▶ **Exercise prompt**
Please reproduce, word for word, the portion of the OCaml text between "You might have" and "the field access.)", inclusive.

▶ **Text block**
[start]

You might have better luck with first-class modules if you want some sort
of tuple subtyping.
(Performance model: with modules, subtyping coercions are compiled as a
field-reordering copy,
so the runtime cost is on the coercion rather than the field access.)

> Also as a related question, is there a way to have the lookup semantics
of methods without the open recursion part?

We could add row-typed extensible records to the language. Given how little
the object-oriented layer is used in practice, I am not sure that this
highly work-demanding addition would be a good use of a contributor's time
-- and its utility would have to be weighted against the complexity cost of
adding yet another kind of product structure.

On Wed, Oct 25, 2017 at 11:31 AM, Christoph Höger <
christoph.hoeger@celeraone.com> wrote:

> Dear OCaml users,
>
> consider the following microbenchmark:
>
> <snip>
> class s (z : string)  (y : int)  (x : int) =
>   object method z = z method y = y method x = x
> end
>
> type t = { x : int; y : int; z : string}
>
> let foo_s _ =
>  (new s) "Example" 0 1
>
> let foo_t _ = {x=1; y=0; z="Example"}
>
> let one_s _ = (foo_s ())#x
>
> let one_t _ = (foo_t ()).x
>
> let fac =
>   let rec fac n =
>     let f =
>       let rec f n a = if n <= 1 then a else f (n - (one_s ())) (n * a)  in
> f (* change one_t to one_s or vice-versa *)

[end]

▶ **Supplied material**
[start]

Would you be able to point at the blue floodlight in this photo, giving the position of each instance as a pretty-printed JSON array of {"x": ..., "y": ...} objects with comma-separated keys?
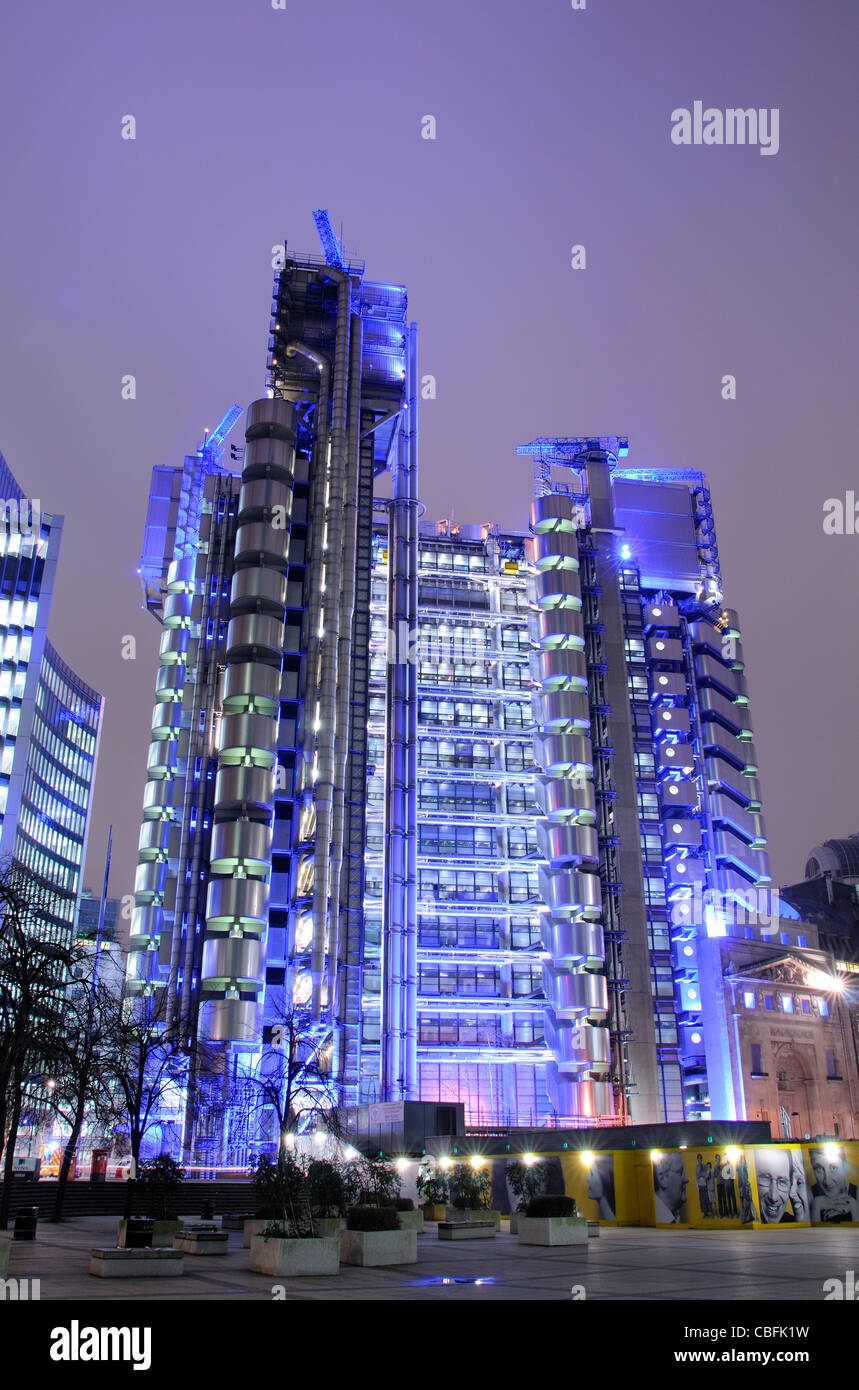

[end]

▶ **Task result**
You might have better luck with first-class modules if you want some sort
of tuple subtyping.
(Performance model: with modules, subtyping coercions are compiled as a
field-reordering copy,
so the runtime cost is on the coercion rather than the field access.)